** Objective **
Set every record down verbatim and omit the pictures.
======== Data listing
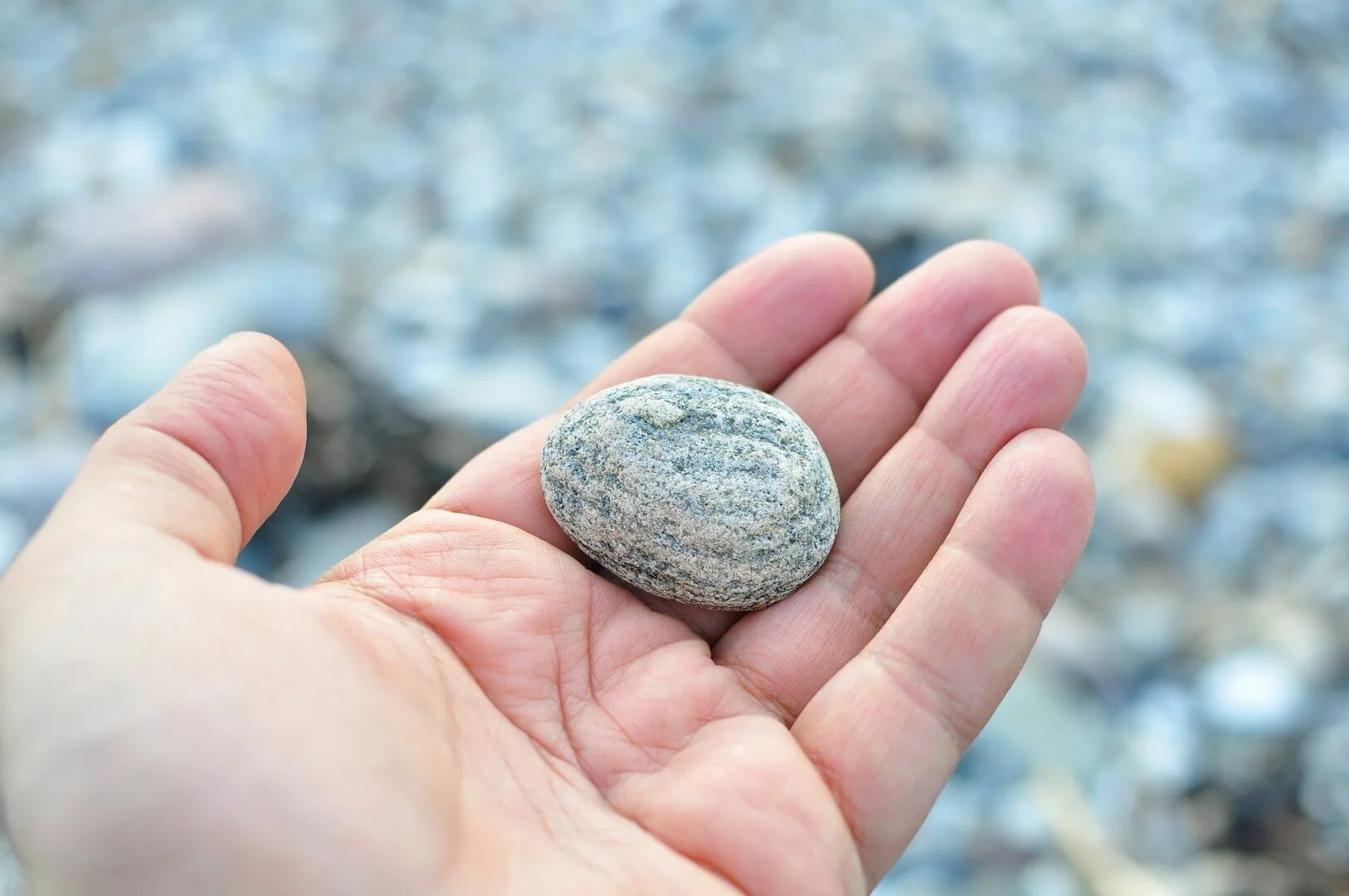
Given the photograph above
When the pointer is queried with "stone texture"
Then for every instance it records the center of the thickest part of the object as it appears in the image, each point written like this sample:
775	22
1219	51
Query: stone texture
692	489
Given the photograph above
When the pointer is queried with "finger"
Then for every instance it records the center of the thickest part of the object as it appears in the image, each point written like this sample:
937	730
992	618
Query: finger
205	459
866	387
753	325
1024	372
889	728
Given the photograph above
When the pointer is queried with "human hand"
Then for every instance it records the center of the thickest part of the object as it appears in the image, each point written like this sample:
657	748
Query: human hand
463	706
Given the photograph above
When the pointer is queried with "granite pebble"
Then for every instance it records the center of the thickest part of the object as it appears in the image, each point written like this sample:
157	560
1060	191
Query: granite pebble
699	490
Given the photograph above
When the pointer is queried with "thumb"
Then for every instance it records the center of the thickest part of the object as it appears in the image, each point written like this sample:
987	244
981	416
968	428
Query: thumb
205	459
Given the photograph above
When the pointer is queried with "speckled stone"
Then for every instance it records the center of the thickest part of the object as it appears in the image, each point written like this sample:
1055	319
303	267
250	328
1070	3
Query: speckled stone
692	489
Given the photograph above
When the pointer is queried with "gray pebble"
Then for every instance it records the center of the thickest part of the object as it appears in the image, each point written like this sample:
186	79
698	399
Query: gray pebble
692	489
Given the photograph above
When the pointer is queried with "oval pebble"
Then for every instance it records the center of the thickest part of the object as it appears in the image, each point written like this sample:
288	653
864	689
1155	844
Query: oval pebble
692	489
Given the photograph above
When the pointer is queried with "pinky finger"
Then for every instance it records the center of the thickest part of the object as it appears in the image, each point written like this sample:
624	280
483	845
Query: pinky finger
889	728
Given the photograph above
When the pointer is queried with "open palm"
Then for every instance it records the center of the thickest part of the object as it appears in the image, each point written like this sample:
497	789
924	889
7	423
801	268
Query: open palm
465	706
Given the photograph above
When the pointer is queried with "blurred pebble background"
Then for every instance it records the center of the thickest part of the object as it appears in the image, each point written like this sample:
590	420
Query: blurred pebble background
456	213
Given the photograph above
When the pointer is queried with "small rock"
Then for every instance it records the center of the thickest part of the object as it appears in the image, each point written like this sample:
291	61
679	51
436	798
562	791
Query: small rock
696	490
1252	693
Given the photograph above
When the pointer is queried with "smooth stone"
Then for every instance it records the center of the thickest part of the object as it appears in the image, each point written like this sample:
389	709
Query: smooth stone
691	489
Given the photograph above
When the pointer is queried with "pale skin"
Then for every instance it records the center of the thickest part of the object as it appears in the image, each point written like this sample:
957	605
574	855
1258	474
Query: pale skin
465	706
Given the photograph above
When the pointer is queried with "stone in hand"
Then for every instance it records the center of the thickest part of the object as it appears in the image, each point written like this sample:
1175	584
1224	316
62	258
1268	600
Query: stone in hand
692	489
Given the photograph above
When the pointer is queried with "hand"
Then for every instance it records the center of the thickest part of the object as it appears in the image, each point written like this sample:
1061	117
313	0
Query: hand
463	706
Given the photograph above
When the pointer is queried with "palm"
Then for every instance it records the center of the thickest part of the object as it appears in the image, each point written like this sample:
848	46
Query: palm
465	706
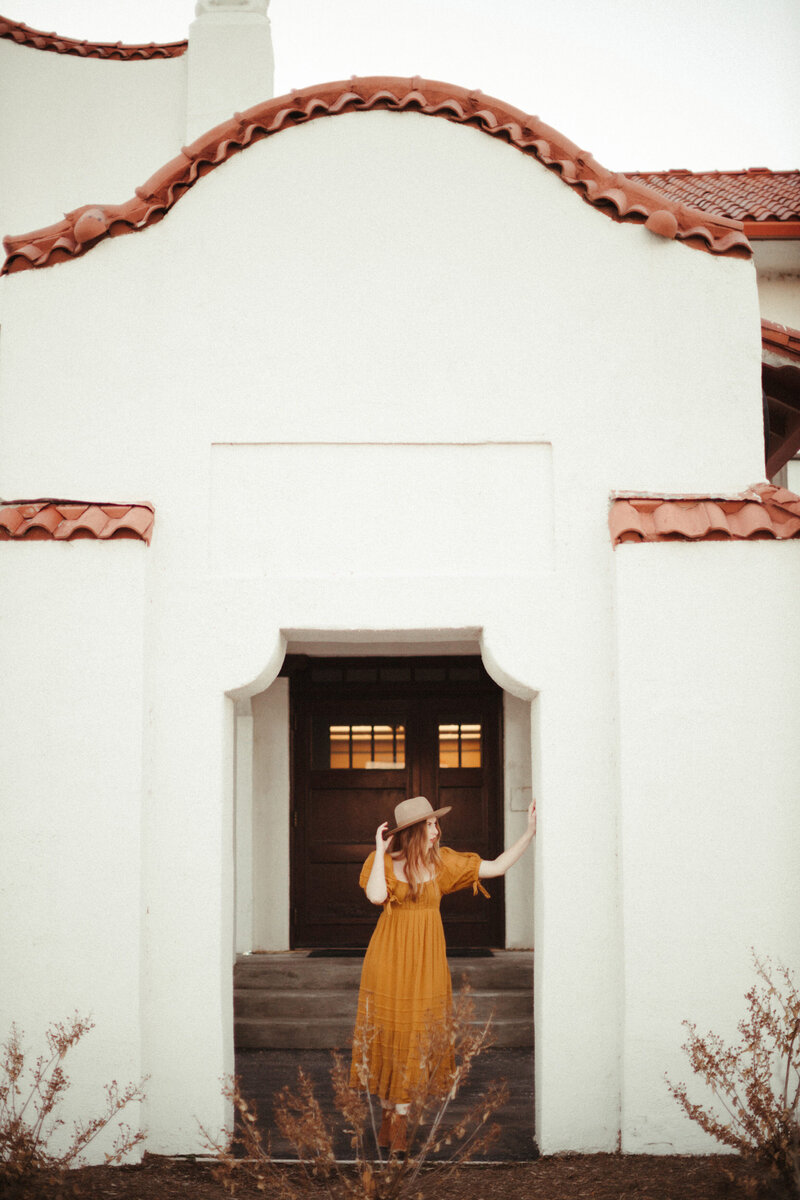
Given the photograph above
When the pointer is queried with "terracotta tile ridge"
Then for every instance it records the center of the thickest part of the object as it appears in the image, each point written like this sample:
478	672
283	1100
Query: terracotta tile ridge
38	40
761	511
68	520
618	197
740	173
781	339
787	228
================
** The output **
Given the photograph above
When the pointer is queried with "stone texture"
Then for every instance it records the center of the thickest part of the object as it appears in the image, each point written like this sample:
775	22
1219	51
Query: stone texture
692	489
Given the photograph above
When the pointer is queried with "finger"
Then for every instance it records the center of the thickest part of the object as it appears in the image, each point written like this sample:
937	730
992	618
Query: finger
205	459
866	387
753	325
1024	372
889	728
Given the photograph above
When the pointer is queried with "human hand"
Then for every instance it records the center of the thickest part of the object as it appears in the image, each point written like this sample:
657	748
Query: human hand
463	706
Given the photograph above
When the pointer is queried with "granite pebble"
Then for every instance it records the center of the thickest part of the object as it appears in the image, each point written like this sample:
157	560
1060	191
Query: granite pebble
699	490
Given the photograph above
When the pointer is queried with "thumb"
Then for every instance it records the center of the thickest part of the object as it appears in the image, each point written like this sample:
987	244
981	416
968	428
Query: thumb
205	459
Given the photograph above
When the pointer is queried with "speckled stone"
Then for every instance it records the center of the thickest part of the object as it appears in the image, each point written like this sample:
1055	319
303	267
250	328
1070	3
Query: speckled stone
692	489
Given the photograph above
When the pointer is queried with "gray pebble"
Then for every instance it records the center of the thickest part of the object as it appears in the image, each point written like this sample:
186	79
698	399
Query: gray pebble
692	489
Given the photograph above
When the pointer is queried with "oval pebble"
Then for every instance it records the center of the thickest part of the object as it appears in the image, each point written like this sample:
288	653
864	689
1155	844
Query: oval pebble
692	489
Given the photograph above
When the pointer is queried with "pinky finger"
Then for every instance it records the center of the thickest part of the object as it appears in the image, each point written like this sample:
624	280
483	845
Query: pinky finger
889	728
Given the photograph above
When the pointer is queried with "open palm"
Then for every instance it records the center of the thickest part of the object as it appears in the image, each point written like this sample:
497	789
924	889
7	423
801	268
Query: open palm
465	706
Given the photograph above
When the pointer is queried with "blurred pebble background"
Then for every instance it records the center of the thickest part of the object as it appears in the image, each point written like this sample:
590	420
Query: blurred pebble background
456	213
Given the photograph above
When the pointer is queried with "small rock"
Then for every instance it records the center of the thickest part of the object as it appears in the image, each point written like this sample:
291	61
679	51
436	798
562	791
Query: small rock
696	490
1252	693
Given the photograph above
When the pointer is queried with "smooth stone"
Then for every instance it records the center of the thickest part of the object as it appears in the image, each point written like this sample:
389	709
Query: smooth stone
691	489
Given the photograph above
When the pointer is queried with "pale skin"
Then for every instance it records the center of the thickest part of the object as it appears in the image, each point written like this sample:
957	605
574	855
1258	474
Query: pale skin
465	706
Given the photograph above
When the pointer is queried with "stone in hand"
Then for every instance it records the center of the thickest part of the object as it appears in the image, each point written like this sample:
1175	584
1224	316
62	258
1268	600
Query: stone in hand
692	489
Given the photograph above
When the pointer is queried with "hand"
Then for every instance it records the center of the thickest part of the object as it appears in the image, each point written like this sample:
1061	117
313	0
Query: hand
463	706
Given the photograph above
When the pointer is queried with "palm"
Then for every instance it records the center of the thickest part of the object as it appears in the image, each point written like this sample:
848	46
Query: palm
465	706
Given the photograph above
When the pointer is queried with "terracotta tile ridge"
Then for every instance it records the center of the thickest part of the object as it appears in the image, each point written like this sample:
478	672
283	1100
Query: terracotta tile ridge
38	40
761	511
68	520
618	197
740	173
781	339
787	228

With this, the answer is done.